**Required action:** Copy the lines below character for character, leaving nothing out and changing nothing.

**Data for the task:**

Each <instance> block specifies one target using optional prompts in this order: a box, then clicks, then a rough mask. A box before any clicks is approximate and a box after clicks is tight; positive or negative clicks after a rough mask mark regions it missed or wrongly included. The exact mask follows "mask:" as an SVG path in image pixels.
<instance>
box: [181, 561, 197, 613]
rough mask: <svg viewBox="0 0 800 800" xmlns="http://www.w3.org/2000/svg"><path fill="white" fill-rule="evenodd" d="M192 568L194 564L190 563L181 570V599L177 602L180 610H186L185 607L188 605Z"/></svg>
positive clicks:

**Expected answer:**
Each <instance> block specifies one target using optional prompts in this order: a box, then clicks, then a rough mask. A box before any clicks is approximate and a box after clicks is tight; positive or negative clicks after a rough mask mark regions it missed or wrongly included. The exact mask follows "mask:" as an SVG path in image pixels.
<instance>
box: [181, 561, 197, 613]
rough mask: <svg viewBox="0 0 800 800" xmlns="http://www.w3.org/2000/svg"><path fill="white" fill-rule="evenodd" d="M192 568L194 564L190 563L181 570V599L177 602L180 610H186L185 607L188 605Z"/></svg>
positive clicks:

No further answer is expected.